**AIM OF THE TASK**
Return the part of the passage on faith during life's storms between "If you have" and "in your heart.", inclusive, copied word for word.

**PASSAGE TO READ**
- - - - - - -

People who are not anchored in the Rock of our Salvation need to be convinced that there is no safe anchorage for our soul anywhere below!   There is no security here, no quiet harbor, no haven of rest.  Hope in anything earthly is useless and disappointing; but the hope which finds its anchorage in heaven is “a living hope.” God help us during the storms of life to always look upward to the  big God  that is there and not so much at the fierce waves  that are beating about our feet.

          If you have never experienced the storms of life yet, you may not relate to this story at all.  But I know that someday you will be in a storm, and I hope your faith remains intact.  Will your anchor hold during suffering?  If you go through major surgery, or are diagnosed with a terminal illness, do you know this Jesus who loved us so much, he died to give us hope?    This Jesus who was there with me in ICU?  Do you know God the giver and sustainer of life?  I can’t tell you how much you are going to need Him!  Read His “love letters” he wrote to us in the Bible.  Read the verses that will give you strength and hope, and keep them in your heart.

- - - - - - -

Region descriptions in natural language
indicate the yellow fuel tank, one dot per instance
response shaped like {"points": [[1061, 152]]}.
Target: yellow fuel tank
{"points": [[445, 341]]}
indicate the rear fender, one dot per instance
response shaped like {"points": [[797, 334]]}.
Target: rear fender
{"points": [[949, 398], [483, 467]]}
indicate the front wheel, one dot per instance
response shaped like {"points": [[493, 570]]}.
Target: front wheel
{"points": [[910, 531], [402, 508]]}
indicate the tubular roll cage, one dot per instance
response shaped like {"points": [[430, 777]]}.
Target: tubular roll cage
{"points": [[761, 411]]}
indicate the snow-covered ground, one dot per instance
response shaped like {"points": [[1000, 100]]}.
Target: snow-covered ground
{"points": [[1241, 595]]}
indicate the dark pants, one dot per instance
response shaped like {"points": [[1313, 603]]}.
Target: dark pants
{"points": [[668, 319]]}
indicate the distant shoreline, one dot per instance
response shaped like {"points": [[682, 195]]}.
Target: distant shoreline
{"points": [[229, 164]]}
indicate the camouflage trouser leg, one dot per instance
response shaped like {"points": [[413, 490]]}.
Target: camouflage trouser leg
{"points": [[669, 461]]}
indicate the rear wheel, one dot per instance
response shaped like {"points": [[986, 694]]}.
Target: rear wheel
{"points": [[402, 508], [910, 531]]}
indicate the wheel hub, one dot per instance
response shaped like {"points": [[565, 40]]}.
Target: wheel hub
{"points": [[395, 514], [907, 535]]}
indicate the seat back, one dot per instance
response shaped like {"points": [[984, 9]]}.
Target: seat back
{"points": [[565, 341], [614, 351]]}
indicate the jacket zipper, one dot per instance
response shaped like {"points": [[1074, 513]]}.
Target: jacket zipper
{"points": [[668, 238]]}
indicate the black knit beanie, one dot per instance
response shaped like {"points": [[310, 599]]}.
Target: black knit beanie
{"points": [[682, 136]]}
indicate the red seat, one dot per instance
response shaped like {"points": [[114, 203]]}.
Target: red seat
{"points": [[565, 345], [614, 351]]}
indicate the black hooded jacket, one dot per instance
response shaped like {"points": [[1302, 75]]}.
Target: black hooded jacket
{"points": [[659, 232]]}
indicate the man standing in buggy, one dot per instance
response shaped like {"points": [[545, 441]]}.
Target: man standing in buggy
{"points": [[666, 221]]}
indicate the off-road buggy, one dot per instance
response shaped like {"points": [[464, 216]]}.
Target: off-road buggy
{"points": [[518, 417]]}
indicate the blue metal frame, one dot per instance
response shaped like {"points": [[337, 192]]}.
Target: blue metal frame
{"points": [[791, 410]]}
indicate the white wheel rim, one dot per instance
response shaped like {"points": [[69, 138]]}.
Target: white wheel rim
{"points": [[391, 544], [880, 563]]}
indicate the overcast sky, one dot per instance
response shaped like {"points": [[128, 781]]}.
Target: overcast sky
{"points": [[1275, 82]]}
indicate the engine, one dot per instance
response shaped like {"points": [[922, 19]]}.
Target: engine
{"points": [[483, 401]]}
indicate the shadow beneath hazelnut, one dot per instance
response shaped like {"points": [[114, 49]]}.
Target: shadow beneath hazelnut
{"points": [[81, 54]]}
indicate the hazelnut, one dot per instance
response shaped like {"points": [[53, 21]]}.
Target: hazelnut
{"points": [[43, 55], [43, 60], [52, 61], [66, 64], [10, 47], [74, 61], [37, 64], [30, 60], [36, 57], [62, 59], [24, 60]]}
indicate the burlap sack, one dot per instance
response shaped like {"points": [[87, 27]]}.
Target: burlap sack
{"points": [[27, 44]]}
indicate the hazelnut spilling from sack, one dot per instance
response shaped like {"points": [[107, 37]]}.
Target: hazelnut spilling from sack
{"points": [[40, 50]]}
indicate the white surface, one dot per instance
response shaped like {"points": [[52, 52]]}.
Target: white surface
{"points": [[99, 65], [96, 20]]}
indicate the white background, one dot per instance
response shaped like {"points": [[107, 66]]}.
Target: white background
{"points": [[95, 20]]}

- - - - - - -

**TASK ANSWER**
If you have never experienced the storms of life yet, you may not relate to this story at all.  But I know that someday you will be in a storm, and I hope your faith remains intact.  Will your anchor hold during suffering?  If you go through major surgery, or are diagnosed with a terminal illness, do you know this Jesus who loved us so much, he died to give us hope?    This Jesus who was there with me in ICU?  Do you know God the giver and sustainer of life?  I can’t tell you how much you are going to need Him!  Read His “love letters” he wrote to us in the Bible.  Read the verses that will give you strength and hope, and keep them in your heart.